» **Work to be completed**: Can the data below be echoed back word for word?

» **Stored records**:
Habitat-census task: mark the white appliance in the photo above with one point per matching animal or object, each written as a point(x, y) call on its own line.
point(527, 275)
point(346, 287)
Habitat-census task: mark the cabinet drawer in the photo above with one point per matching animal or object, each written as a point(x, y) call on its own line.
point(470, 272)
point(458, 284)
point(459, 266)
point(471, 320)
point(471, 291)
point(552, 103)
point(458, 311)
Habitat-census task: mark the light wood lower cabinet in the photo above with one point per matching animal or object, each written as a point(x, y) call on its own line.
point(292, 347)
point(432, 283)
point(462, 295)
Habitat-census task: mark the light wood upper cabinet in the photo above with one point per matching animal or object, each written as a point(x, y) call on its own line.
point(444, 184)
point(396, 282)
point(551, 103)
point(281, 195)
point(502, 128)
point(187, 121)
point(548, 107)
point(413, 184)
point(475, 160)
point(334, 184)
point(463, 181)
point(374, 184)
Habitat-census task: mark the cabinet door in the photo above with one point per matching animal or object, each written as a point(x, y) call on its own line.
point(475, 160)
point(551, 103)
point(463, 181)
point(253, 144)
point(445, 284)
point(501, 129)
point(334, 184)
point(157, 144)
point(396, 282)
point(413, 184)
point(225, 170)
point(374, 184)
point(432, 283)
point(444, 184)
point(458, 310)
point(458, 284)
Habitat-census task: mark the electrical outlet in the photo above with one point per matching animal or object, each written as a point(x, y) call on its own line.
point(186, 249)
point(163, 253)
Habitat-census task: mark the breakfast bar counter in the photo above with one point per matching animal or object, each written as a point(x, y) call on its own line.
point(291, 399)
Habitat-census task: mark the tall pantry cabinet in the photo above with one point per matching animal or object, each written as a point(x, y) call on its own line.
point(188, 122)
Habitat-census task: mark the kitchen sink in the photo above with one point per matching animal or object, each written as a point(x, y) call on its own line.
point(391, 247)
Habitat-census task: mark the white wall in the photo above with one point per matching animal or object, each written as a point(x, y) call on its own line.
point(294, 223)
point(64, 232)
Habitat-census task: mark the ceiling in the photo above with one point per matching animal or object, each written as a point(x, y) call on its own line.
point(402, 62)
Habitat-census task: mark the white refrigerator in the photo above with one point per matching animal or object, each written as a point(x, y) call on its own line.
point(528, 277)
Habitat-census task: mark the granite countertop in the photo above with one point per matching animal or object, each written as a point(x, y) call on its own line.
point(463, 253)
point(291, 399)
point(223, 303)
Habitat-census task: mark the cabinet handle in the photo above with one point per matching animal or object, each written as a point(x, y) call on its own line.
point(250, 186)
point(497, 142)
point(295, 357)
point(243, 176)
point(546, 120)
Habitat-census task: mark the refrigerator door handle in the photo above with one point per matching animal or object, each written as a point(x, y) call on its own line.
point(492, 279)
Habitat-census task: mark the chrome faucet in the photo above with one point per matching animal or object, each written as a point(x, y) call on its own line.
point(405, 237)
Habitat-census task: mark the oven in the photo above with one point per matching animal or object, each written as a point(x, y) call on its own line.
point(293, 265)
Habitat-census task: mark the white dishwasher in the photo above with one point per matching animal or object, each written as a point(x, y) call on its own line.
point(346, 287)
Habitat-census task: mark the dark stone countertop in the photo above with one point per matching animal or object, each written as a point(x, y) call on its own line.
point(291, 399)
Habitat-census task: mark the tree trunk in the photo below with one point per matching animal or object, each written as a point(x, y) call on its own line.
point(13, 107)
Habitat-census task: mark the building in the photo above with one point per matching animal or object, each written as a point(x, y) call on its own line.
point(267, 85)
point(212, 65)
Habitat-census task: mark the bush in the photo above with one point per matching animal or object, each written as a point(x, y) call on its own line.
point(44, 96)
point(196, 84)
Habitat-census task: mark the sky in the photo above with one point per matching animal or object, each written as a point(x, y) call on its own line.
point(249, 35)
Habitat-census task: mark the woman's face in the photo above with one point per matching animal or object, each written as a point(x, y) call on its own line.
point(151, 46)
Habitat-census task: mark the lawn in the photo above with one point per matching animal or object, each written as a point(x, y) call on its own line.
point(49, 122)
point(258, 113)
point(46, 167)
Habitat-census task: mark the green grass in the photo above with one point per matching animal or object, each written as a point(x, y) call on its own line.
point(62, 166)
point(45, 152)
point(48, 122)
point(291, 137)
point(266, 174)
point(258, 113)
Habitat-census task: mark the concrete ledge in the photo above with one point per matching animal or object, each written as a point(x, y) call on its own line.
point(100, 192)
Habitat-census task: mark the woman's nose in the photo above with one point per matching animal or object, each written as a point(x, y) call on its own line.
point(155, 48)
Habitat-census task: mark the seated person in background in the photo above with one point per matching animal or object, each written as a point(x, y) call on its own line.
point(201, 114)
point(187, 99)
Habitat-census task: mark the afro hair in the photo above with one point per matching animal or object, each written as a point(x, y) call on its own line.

» **Correct answer**:
Habitat-census task: mark the white appliance in the photo above with one point per matching animal or object, each written as a point(x, y) call on its own line.
point(527, 275)
point(346, 287)
Habitat-census task: mark the cabinet drawer in the photo above with one point per matching animal or object, each written as a point(x, y) call on its own line.
point(470, 272)
point(458, 284)
point(459, 266)
point(471, 320)
point(471, 291)
point(552, 103)
point(458, 311)
Habitat-census task: mark the light wood lower cabinet in the photo above with one point per matching animal or object, each written as a point(x, y) call on its own line.
point(292, 347)
point(432, 283)
point(462, 295)
Habitat-census task: mark the light wood upper cabinet in the photo above with one point per matching animal or object, each written as a point(x, y) call on its own line.
point(444, 184)
point(396, 282)
point(551, 103)
point(281, 195)
point(502, 128)
point(187, 121)
point(548, 107)
point(413, 184)
point(475, 160)
point(334, 184)
point(463, 181)
point(374, 184)
Habitat-census task: mark the cabinet door in the photo above with one point per matching animal or object, each written as a point(x, y) call on its own line.
point(475, 160)
point(551, 103)
point(463, 181)
point(253, 144)
point(445, 284)
point(501, 129)
point(334, 184)
point(157, 144)
point(396, 282)
point(413, 184)
point(225, 170)
point(374, 184)
point(432, 283)
point(444, 184)
point(458, 310)
point(458, 284)
Habitat-census task: mark the electrical outlet in the photo above with one point per matching animal or object, each written as a point(x, y) call on its own line.
point(186, 249)
point(163, 253)
Habitat-census task: mark the breakfast bar counter in the photo above with one point per matching animal or object, each written as a point(x, y) call on its own line.
point(291, 399)
Habitat-census task: mark the tall pantry cabinet in the photo above with one point per matching animal or object, each written as a point(x, y) call on its own line.
point(188, 122)
Habitat-census task: mark the kitchen sink in the photo above with one point per matching animal or object, each written as a point(x, y) call on its own line.
point(391, 247)
Habitat-census task: mark the white wall in the photo above with one point per matching animal or object, each written as a point(x, y) call on its own line.
point(294, 223)
point(64, 232)
Habitat-census task: mark the ceiling in the photo above with one point per matching animal or object, each written as a point(x, y) call on its own line.
point(402, 62)
Habitat-census task: mark the white refrigerator in the photo above with one point per matching animal or object, each written as a point(x, y) call on its own line.
point(528, 277)
Habitat-census task: mark the granite countertop in the photo above with one point per matching animal or object, each written as a point(x, y) call on its own line.
point(463, 253)
point(291, 399)
point(223, 303)
Habitat-census task: mark the cabinet handle in the photo above with one point per matching animal or object, each written as a point(x, y) call on its own line.
point(250, 186)
point(497, 142)
point(295, 357)
point(243, 176)
point(546, 120)
Habitat-census task: mark the refrigerator door handle in the photo above with one point per matching animal or object, each written as a point(x, y) call on its own line.
point(492, 279)
Habitat-census task: mark the chrome faucet in the photo above with one point per matching animal or object, each written as a point(x, y) call on its own line.
point(405, 237)
Habitat-census task: mark the oven in the photo above with one point per matching animal or object, each written as a point(x, y) call on its own line.
point(293, 265)
Habitat-census task: mark the white dishwasher in the photo above with one point per matching animal or object, each written as a point(x, y) call on its own line.
point(346, 287)
Habitat-census task: mark the dark stone countertop in the photo above with one point per matching animal or object, each written as a point(x, y) call on its own line.
point(291, 399)
Habitat-census task: mark the tree trunk in the photo below with one point per matching animal or object, each written as a point(x, y) call on its own line.
point(13, 107)
Habitat-census task: mark the building in the photo above with one point per matching animal or object, each written as a point(x, y) call on its own line.
point(267, 85)
point(212, 65)
Habitat-census task: mark the bush in the photo above with one point per matching animal or object, each written as a point(x, y) call on its own line.
point(44, 96)
point(196, 84)
Habitat-census task: mark the sky in the photo above with one point per matching animal or object, each written as a point(x, y) call on its own line.
point(249, 35)
Habitat-census task: mark the woman's face in the photo above with one point per matching animal or object, each written as a point(x, y) call on its own line.
point(151, 46)
Habitat-census task: mark the lawn in the photo above with one point per matching animal or object, each written as a point(x, y) call on its own line.
point(49, 122)
point(258, 113)
point(46, 167)
Habitat-census task: mark the green grass in the photo above with one point per matching animal or object, each written as a point(x, y) call on its own line.
point(62, 166)
point(45, 152)
point(48, 122)
point(291, 137)
point(266, 174)
point(258, 113)
Habitat-census task: mark the concrete ledge in the photo above with one point per matching animal or object, each written as a point(x, y) call on its own line.
point(100, 192)
Habitat-census task: mark the woman's nose in the photo above with one point per matching animal or object, each written as a point(x, y) call on its own line.
point(155, 48)
Habitat-census task: mark the seated person in background in the photo above with one point per matching animal or object, each written as a point(x, y) call on its own line.
point(201, 114)
point(187, 99)
Habitat-census task: mark the afro hair in the photo above with one point per matching animal or object, each written as a point(x, y) call on its own line.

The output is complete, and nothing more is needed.